• Information given:
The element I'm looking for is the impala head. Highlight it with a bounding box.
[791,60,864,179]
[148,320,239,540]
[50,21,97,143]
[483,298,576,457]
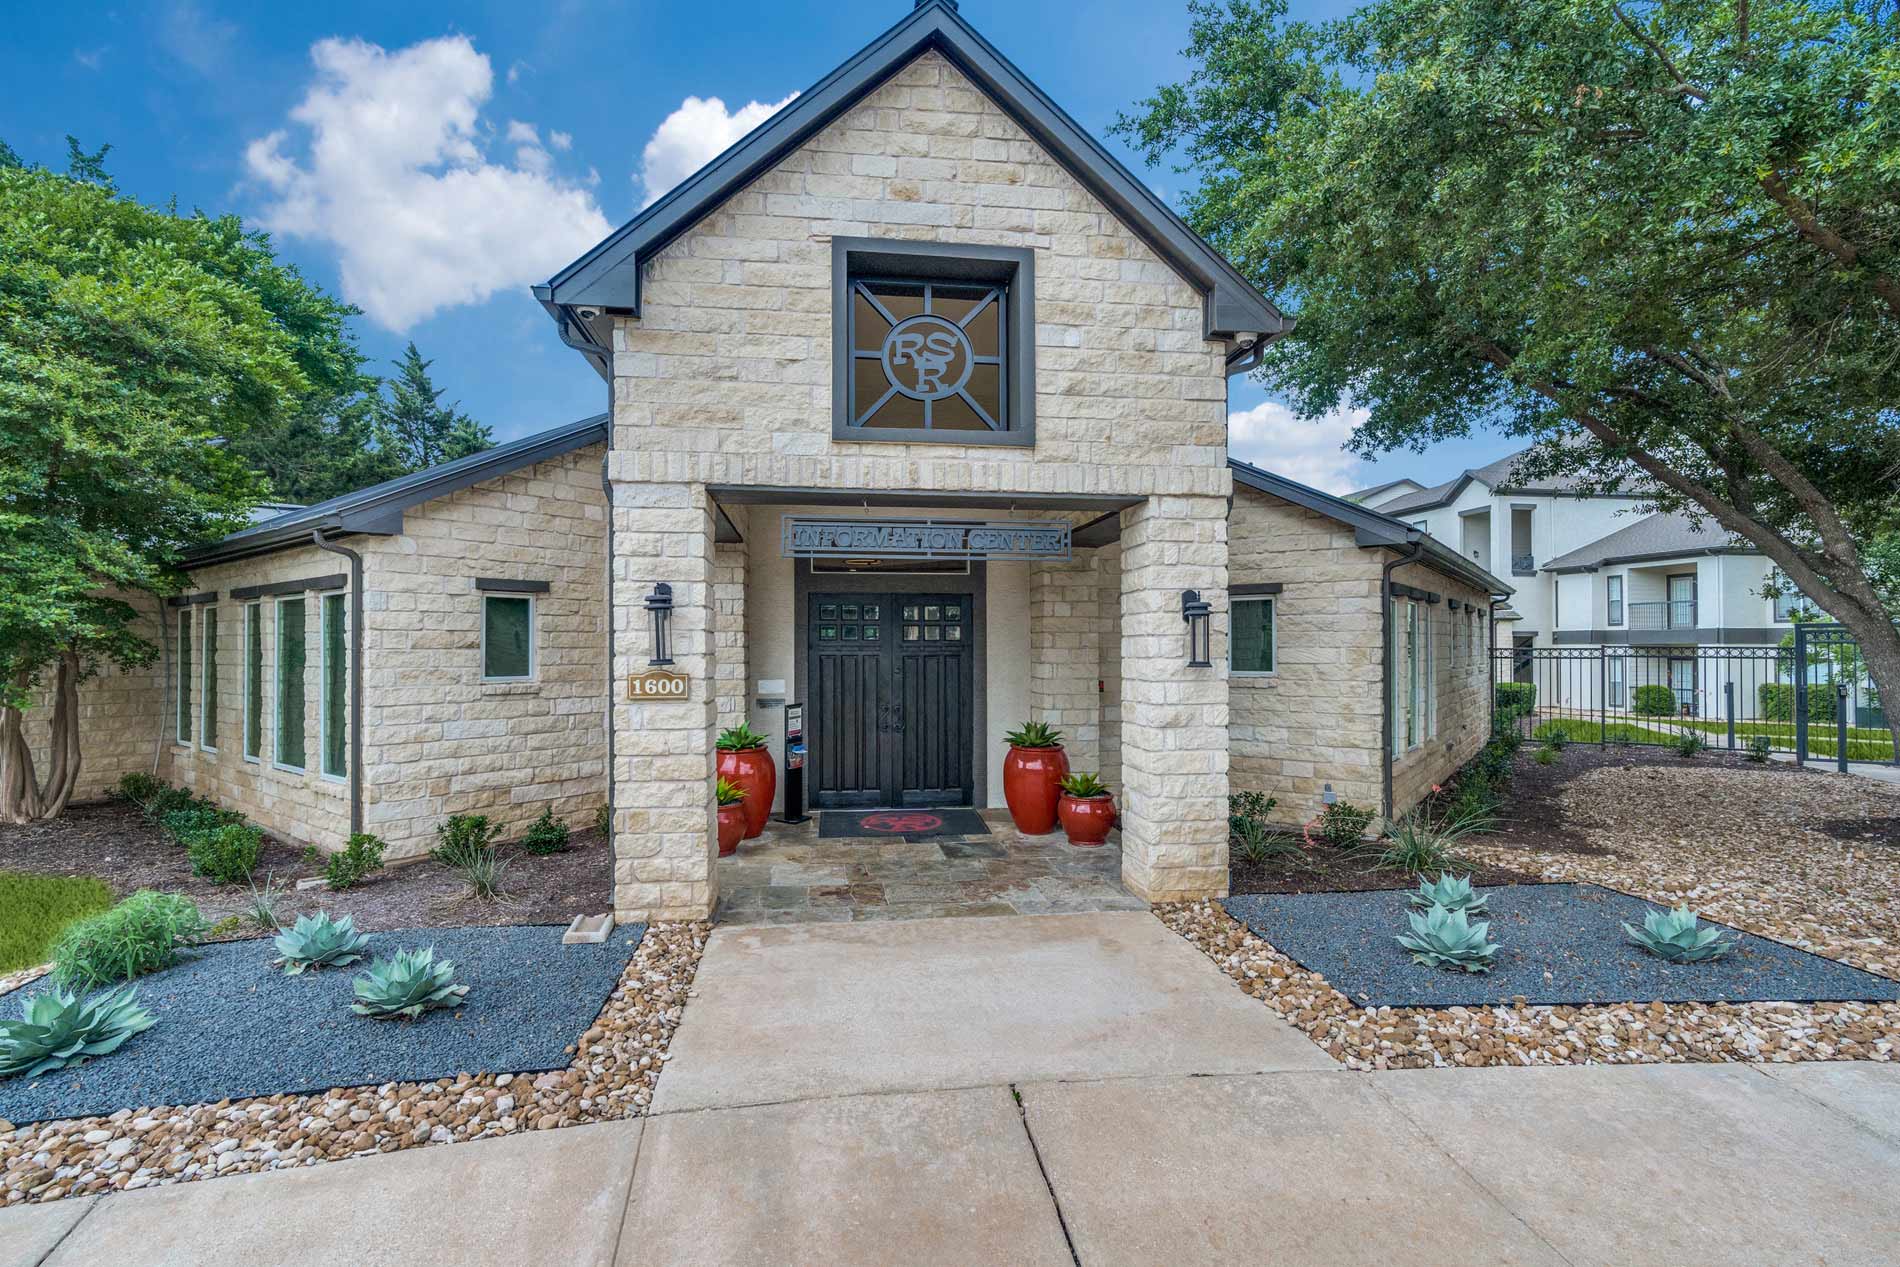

• About this task: Output the full listing verbatim, but drop the images.

• Answer box:
The element I'm looking for is the impala head. Highlight it with a bounding box.
[791,60,864,179]
[148,320,239,540]
[50,21,97,143]
[483,298,576,457]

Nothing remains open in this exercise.